What is being asked -
Can you lay out every line of the entries below as a JSON list of strings, one string per line, with blank lines skipped and the pictures left out?

(Records from a data source)
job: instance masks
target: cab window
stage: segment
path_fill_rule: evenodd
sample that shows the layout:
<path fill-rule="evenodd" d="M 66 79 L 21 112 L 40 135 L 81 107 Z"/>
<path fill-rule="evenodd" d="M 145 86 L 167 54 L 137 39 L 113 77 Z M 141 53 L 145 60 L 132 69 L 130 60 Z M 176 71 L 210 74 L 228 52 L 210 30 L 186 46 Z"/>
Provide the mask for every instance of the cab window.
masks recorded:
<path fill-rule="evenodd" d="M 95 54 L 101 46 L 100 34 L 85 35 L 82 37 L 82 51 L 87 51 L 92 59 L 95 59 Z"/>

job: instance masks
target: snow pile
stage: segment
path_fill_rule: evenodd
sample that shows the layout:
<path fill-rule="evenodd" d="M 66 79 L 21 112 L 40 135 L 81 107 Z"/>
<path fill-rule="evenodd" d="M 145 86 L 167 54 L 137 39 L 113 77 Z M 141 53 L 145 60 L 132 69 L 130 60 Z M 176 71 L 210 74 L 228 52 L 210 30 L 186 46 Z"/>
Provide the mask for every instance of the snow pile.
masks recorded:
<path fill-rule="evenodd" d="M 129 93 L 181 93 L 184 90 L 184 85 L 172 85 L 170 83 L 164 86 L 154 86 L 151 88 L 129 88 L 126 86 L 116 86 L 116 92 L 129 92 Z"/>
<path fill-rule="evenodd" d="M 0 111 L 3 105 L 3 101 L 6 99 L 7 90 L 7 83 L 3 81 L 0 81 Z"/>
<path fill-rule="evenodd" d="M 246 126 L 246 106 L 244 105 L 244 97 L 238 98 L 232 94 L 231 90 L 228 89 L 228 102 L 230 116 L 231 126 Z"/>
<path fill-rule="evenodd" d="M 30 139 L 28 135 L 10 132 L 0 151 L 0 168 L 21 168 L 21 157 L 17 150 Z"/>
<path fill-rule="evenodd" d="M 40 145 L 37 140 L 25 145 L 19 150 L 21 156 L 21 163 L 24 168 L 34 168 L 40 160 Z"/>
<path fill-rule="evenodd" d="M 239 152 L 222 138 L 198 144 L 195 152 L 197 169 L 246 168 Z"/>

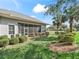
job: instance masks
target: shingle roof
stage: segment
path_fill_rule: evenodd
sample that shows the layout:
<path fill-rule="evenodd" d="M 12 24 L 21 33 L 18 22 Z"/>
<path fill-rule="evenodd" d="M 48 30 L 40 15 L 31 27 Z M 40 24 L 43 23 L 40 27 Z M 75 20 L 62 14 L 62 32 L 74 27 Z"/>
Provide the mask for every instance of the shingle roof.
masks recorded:
<path fill-rule="evenodd" d="M 0 16 L 12 18 L 12 19 L 29 21 L 29 22 L 35 22 L 35 23 L 40 23 L 40 24 L 46 24 L 36 18 L 27 16 L 27 15 L 24 15 L 24 14 L 21 14 L 19 12 L 15 12 L 12 10 L 0 9 Z"/>

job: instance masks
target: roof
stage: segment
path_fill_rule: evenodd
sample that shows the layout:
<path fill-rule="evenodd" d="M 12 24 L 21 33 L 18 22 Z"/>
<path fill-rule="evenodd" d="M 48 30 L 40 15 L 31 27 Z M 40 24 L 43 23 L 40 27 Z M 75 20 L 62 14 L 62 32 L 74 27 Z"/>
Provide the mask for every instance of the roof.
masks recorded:
<path fill-rule="evenodd" d="M 15 11 L 12 11 L 12 10 L 0 9 L 0 16 L 46 25 L 46 23 L 43 23 L 42 21 L 40 21 L 40 20 L 38 20 L 36 18 L 27 16 L 27 15 L 24 15 L 22 13 L 15 12 Z"/>

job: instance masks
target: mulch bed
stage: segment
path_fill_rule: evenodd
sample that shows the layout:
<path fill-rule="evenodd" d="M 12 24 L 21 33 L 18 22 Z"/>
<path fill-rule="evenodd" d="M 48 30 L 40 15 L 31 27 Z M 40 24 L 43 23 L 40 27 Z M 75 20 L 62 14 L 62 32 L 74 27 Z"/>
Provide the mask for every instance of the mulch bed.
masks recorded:
<path fill-rule="evenodd" d="M 79 50 L 79 47 L 77 45 L 67 45 L 66 43 L 55 43 L 50 44 L 49 49 L 53 52 L 70 52 Z"/>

Answer to this task -
[
  "job: instance masks",
  "target: cab window",
  "stage: segment",
  "path_fill_rule: evenodd",
  "sample that shows the layout:",
  "<path fill-rule=\"evenodd\" d=\"M 66 79 L 21 112 L 40 135 L 81 107 Z\"/>",
  "<path fill-rule=\"evenodd\" d=\"M 145 86 L 167 54 L 137 39 L 113 77 Z M 141 53 L 145 60 L 132 69 L 130 60 Z M 176 71 L 210 74 L 228 52 L 210 30 L 186 46 Z\"/>",
  "Provide the mask for every instance of the cab window.",
  "masks recorded:",
  "<path fill-rule=\"evenodd\" d=\"M 95 54 L 101 46 L 100 34 L 85 35 L 82 37 L 82 51 L 87 51 L 92 59 L 95 59 Z\"/>",
  "job: instance masks",
  "target: snow pile",
  "stage: segment",
  "path_fill_rule: evenodd",
  "sample that shows the layout:",
  "<path fill-rule=\"evenodd\" d=\"M 66 79 L 21 112 L 40 135 L 81 107 Z\"/>",
  "<path fill-rule=\"evenodd\" d=\"M 145 86 L 167 54 L 137 39 L 113 77 Z M 141 53 L 145 60 L 132 69 L 130 60 Z M 176 71 L 210 74 L 228 52 L 210 30 L 186 46 Z\"/>",
  "Provide the mask for every instance of the snow pile.",
  "masks recorded:",
  "<path fill-rule=\"evenodd\" d=\"M 129 93 L 181 93 L 184 90 L 184 85 L 172 85 L 170 83 L 164 86 L 154 86 L 151 88 L 129 88 L 126 86 L 116 86 L 116 92 L 129 92 Z\"/>",
  "<path fill-rule=\"evenodd\" d=\"M 0 111 L 3 105 L 3 101 L 6 99 L 7 90 L 7 83 L 3 81 L 0 81 Z\"/>",
  "<path fill-rule=\"evenodd\" d=\"M 246 126 L 246 106 L 244 105 L 244 97 L 238 98 L 232 94 L 231 90 L 228 89 L 228 102 L 230 116 L 231 126 Z\"/>",
  "<path fill-rule=\"evenodd\" d=\"M 30 139 L 28 135 L 10 132 L 0 151 L 0 168 L 21 168 L 21 157 L 17 150 Z\"/>",
  "<path fill-rule=\"evenodd\" d=\"M 40 145 L 37 140 L 25 145 L 19 150 L 21 156 L 21 163 L 24 168 L 34 168 L 40 160 Z\"/>",
  "<path fill-rule=\"evenodd\" d=\"M 239 152 L 222 138 L 198 144 L 195 152 L 197 169 L 246 168 Z\"/>",
  "job: instance masks",
  "target: shingle roof",
  "stage: segment",
  "path_fill_rule: evenodd",
  "sample that shows the layout:",
  "<path fill-rule=\"evenodd\" d=\"M 12 24 L 21 33 L 18 22 Z\"/>",
  "<path fill-rule=\"evenodd\" d=\"M 48 30 L 40 15 L 31 27 Z M 40 24 L 43 23 L 40 27 Z M 75 20 L 62 14 L 62 32 L 74 27 Z\"/>",
  "Provide the mask for every instance of the shingle roof.",
  "masks recorded:",
  "<path fill-rule=\"evenodd\" d=\"M 0 16 L 12 18 L 12 19 L 29 21 L 29 22 L 35 22 L 35 23 L 40 23 L 40 24 L 46 24 L 36 18 L 27 16 L 27 15 L 24 15 L 24 14 L 21 14 L 19 12 L 15 12 L 12 10 L 0 9 Z\"/>",
  "job: instance masks",
  "target: roof",
  "stage: segment",
  "path_fill_rule: evenodd",
  "sample that shows the layout:",
  "<path fill-rule=\"evenodd\" d=\"M 12 24 L 21 33 L 18 22 Z\"/>",
  "<path fill-rule=\"evenodd\" d=\"M 48 30 L 40 15 L 31 27 Z M 40 24 L 43 23 L 40 27 Z M 75 20 L 62 14 L 62 32 L 74 27 Z\"/>",
  "Provide the mask for every instance of the roof.",
  "masks recorded:",
  "<path fill-rule=\"evenodd\" d=\"M 15 11 L 12 11 L 12 10 L 0 9 L 0 16 L 46 25 L 46 23 L 43 23 L 42 21 L 40 21 L 40 20 L 38 20 L 36 18 L 27 16 L 27 15 L 24 15 L 22 13 L 15 12 Z\"/>",
  "job: instance masks",
  "target: mulch bed",
  "stage: segment",
  "path_fill_rule: evenodd",
  "sample that shows the layout:",
  "<path fill-rule=\"evenodd\" d=\"M 12 24 L 21 33 L 18 22 Z\"/>",
  "<path fill-rule=\"evenodd\" d=\"M 48 30 L 40 15 L 31 27 Z M 40 24 L 43 23 L 40 27 Z M 75 20 L 62 14 L 62 32 L 74 27 Z\"/>",
  "Provide the mask for every instance of the mulch bed.",
  "masks recorded:",
  "<path fill-rule=\"evenodd\" d=\"M 79 50 L 79 47 L 77 45 L 67 45 L 66 43 L 55 43 L 50 44 L 49 49 L 53 52 L 70 52 Z\"/>"
]